▶ WHAT NEEDS TO BE DONE:
Answer these questions using the article on Nataliya Strebkova below.
(a) In which city did she win the Ukrainian U23 cross country race in 2016?
(b) What overall place did she take in the 3000 metres steeplechase final at the 2022 European Athletics Championships in Munich?
(c) What is her husband's name?

Personal information
- Nationality: Ukraine
- Born: 6 March 1995 (age 31) Studinka, Kalush Raion, Ivano-Frankivsk Oblast, Ukraine
- Spouse: Ivan Strebkov

Sport
- Sport: Track and field
- Event: 3000m steeplechase

Medal record
Track and field
Representing Ukraine
European U23 Championships
| Silver medal – second place | 2015 Tallinn | Women's 3000m steeplechase |

= Nataliya Strebkova =

Ukrainian athlete (born 1995)

Nataliya Strebkova or Nataliia Strebkova (Наталія Стребкова, maiden name Soltan, born 6 March 1995 in Kalush Raion) is a Ukrainian runner. She is a multiple-time national champion in the 3000 metres steeplechase, and indoors over 3000 metres. She competed at the 2020 Olympic Games in Tokyo.

==Career==
She finished in thirteenth place at the 2014 IAAF World Junior Championships in the 3000 metres race in Eugene, Oregon. She won the Ukrainian U23 cross country race in 2016 in Bila Tserkva. She was a silver medalist in the 3000 metres steeplechase at the 2017 European Athletics U23 Championships in Bydgoszcz, Poland. Her time of 9:44.52 broke her own Ukrainian youth record by five tenths of a second.

Strebkova ran the Athletics at the 2020 Summer Olympics – Women's 3000 metres steeplechase where she finished eleventh in heat one in a time of 9:49.15.

She was one of 22 Ukrainian athletes accompanied out of Kyiv to compete at the 2022 World Athletics Championships in Eugene, Oregon in July 2022, despite the Russian invasion of Ukraine that year. At the Championships, she ran in the 3000 metres steeplechase and placed seventh in her heat in a time of 9:25.85. She also competed over that distance at the 2022 European Athletics Championships in Munich, Germany, qualifying for the final and placing ninth overall in a time of 9:37.52.

In February 2023, she was runner-up at Albufeira on the World Athletics Cross Country Tour.

==Personal life==
She is from Ternopil. Her husband is Ukrainian runner Ivan Strebkov. As of 2022, they lived in Kyiv.

▶ MATERIAL PROVIDED:
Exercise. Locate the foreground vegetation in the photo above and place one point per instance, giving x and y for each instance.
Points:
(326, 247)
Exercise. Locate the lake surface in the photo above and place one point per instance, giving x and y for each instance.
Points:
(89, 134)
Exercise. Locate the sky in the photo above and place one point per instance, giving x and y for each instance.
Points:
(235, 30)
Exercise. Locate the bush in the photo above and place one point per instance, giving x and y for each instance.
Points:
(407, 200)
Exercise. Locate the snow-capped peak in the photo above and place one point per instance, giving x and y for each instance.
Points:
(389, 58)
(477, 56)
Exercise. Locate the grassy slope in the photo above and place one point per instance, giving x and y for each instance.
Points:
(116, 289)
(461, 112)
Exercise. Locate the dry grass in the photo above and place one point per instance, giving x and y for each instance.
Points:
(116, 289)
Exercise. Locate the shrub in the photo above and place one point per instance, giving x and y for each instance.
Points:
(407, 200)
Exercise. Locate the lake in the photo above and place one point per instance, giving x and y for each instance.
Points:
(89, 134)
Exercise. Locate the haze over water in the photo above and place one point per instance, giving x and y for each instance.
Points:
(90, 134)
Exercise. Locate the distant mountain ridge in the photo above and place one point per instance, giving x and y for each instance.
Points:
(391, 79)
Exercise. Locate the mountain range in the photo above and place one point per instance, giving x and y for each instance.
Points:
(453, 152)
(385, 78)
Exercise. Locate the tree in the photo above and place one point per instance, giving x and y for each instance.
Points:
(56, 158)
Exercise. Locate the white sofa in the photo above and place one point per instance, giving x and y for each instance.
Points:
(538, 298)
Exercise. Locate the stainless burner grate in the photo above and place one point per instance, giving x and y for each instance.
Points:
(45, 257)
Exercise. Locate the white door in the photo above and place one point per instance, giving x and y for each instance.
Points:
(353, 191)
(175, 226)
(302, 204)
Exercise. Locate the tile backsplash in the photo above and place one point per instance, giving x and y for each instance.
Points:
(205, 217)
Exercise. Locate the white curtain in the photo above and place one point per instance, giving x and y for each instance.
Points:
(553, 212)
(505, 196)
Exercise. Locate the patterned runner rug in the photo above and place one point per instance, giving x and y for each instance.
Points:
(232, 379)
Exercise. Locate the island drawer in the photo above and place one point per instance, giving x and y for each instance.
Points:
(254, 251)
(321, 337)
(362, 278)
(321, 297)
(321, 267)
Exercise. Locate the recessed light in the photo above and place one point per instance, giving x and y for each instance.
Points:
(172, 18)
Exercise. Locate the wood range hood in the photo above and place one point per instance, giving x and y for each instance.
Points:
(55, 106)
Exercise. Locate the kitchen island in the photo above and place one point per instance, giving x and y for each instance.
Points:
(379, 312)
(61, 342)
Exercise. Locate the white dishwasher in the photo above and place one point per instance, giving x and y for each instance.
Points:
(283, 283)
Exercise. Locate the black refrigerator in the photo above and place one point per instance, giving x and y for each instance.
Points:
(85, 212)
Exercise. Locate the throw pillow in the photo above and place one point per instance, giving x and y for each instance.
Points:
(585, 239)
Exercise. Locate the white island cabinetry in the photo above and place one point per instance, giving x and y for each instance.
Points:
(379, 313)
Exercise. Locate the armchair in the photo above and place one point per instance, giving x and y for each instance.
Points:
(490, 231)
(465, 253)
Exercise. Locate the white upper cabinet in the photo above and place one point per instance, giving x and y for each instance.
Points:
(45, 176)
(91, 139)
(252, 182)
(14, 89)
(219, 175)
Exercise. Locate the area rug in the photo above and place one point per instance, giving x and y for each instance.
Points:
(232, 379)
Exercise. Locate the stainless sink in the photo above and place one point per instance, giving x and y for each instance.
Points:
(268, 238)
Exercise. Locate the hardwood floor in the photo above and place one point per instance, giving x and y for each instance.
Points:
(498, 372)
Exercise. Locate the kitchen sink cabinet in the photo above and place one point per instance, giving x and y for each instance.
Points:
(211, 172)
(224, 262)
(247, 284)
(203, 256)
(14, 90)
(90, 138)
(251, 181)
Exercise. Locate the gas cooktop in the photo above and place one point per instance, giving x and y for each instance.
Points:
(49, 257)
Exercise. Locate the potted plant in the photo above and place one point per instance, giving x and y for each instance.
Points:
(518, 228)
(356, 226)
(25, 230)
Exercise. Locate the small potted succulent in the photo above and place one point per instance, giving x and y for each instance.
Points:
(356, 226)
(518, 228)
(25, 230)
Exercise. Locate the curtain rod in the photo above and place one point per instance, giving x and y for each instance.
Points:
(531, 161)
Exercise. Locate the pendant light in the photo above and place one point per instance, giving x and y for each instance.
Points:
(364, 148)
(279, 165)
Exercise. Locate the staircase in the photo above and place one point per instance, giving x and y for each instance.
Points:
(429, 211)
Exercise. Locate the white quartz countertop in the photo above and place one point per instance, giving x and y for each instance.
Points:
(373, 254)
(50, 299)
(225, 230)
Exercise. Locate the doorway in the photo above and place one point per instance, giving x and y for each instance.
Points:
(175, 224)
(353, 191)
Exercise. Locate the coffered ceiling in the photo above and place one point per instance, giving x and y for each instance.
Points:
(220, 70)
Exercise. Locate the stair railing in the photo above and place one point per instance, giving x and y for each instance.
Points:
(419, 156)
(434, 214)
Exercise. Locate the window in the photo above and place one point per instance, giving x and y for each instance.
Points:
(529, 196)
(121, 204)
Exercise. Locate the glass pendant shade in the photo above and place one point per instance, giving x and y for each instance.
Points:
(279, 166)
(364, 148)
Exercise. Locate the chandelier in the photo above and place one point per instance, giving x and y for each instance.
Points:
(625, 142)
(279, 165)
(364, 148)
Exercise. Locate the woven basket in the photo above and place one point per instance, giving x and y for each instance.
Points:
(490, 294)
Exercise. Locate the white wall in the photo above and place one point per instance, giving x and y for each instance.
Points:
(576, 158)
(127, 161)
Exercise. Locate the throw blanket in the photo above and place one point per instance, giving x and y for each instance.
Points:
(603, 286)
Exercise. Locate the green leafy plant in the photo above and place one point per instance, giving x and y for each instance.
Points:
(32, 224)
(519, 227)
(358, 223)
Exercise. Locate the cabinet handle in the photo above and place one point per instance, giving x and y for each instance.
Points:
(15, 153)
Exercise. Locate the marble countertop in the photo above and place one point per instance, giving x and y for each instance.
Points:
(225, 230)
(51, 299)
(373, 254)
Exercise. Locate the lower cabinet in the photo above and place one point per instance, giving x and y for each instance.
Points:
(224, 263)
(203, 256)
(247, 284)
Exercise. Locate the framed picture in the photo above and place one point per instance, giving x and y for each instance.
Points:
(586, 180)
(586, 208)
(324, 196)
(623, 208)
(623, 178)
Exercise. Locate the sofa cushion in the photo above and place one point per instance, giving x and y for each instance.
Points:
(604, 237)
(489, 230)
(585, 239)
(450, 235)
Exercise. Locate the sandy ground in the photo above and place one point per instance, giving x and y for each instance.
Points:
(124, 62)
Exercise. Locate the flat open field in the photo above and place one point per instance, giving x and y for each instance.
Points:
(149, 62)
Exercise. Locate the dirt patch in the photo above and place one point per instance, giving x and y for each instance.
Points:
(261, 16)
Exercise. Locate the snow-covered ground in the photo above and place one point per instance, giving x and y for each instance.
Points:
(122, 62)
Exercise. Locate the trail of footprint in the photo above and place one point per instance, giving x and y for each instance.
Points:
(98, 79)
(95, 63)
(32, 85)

▶ WRITTEN REPLY:
(a) Bila Tserkva
(b) Ninth
(c) Ivan Strebkov